Questions on the material —
A - From the Bahlul Lodi excerpt, reproduce the part that begins at the words "Bahlul Lodi had" and stops after the words "by the vizier.".
B - In the Bahlul Lodi excerpt, whom did Bahlul appoint as his successor before leaving for Gwalior?

Extract to read —

•••••

Bahlul Lodi had nine sons, of whom the eldest Khwaja Bayezid has predeceased his father. Bahlul’s sudden death was seized as an opportunity by the Afghan nobles to push forward the claims of their favourite princes for succession. Before proceeding to Gwalior on his last fateful expedition, Bahlul had appointed his third son Nizam Khan, whom he considered to be the ablest of the lot, as his successor. However, enfeebled by sickness and on his deathbed far away from Delhi, some nobles influenced him to cancel this appointment in favour of nominating his grandson Azam Humayun, son of Bayezid and the governor of Kalpi, to the throne. Bahlul died before this decision could be conveyed to Nizam Khan in Delhi, although Nizam had been forewarned of the proposed change of the Sultan’s decision by the vizier.

•••••

Extracted information —
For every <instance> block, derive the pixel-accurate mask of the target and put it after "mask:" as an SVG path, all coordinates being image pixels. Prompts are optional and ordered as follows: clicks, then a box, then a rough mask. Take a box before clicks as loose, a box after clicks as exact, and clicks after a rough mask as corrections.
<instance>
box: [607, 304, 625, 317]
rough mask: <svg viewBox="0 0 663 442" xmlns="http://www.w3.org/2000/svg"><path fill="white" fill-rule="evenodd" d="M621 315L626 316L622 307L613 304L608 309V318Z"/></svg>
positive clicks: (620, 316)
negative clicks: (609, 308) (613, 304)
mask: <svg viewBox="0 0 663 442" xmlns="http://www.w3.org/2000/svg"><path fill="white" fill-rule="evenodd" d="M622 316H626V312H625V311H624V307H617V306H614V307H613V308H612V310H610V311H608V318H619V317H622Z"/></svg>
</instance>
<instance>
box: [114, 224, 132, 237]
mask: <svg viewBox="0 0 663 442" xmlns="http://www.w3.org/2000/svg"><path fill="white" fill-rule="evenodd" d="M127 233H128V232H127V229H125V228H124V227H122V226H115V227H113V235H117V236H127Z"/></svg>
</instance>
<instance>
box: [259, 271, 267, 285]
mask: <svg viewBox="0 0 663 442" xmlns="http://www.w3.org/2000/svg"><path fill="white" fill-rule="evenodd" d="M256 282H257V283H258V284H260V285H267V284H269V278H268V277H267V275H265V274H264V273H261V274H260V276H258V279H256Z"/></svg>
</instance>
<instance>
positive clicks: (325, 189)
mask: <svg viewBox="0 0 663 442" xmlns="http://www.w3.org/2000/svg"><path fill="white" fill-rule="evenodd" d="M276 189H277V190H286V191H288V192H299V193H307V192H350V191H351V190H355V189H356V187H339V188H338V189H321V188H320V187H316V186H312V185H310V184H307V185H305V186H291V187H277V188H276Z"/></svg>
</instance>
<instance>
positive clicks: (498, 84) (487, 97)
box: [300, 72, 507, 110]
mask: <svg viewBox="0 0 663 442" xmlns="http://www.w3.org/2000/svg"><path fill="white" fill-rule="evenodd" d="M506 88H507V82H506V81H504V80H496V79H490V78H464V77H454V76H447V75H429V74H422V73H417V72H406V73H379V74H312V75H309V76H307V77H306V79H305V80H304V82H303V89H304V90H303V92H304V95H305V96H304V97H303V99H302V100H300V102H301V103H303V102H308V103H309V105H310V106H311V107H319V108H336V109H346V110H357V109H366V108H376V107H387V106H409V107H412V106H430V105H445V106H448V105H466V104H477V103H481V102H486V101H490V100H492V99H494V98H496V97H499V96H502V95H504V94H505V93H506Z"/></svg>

•••••

Answers to the tasks —
A -
Bahlul Lodi had nine sons, of whom the eldest Khwaja Bayezid has predeceased his father. Bahlul’s sudden death was seized as an opportunity by the Afghan nobles to push forward the claims of their favourite princes for succession. Before proceeding to Gwalior on his last fateful expedition, Bahlul had appointed his third son Nizam Khan, whom he considered to be the ablest of the lot, as his successor. However, enfeebled by sickness and on his deathbed far away from Delhi, some nobles influenced him to cancel this appointment in favour of nominating his grandson Azam Humayun, son of Bayezid and the governor of Kalpi, to the throne. Bahlul died before this decision could be conveyed to Nizam Khan in Delhi, although Nizam had been forewarned of the proposed change of the Sultan’s decision by the vizier.

B - His third son, Nizam Khan.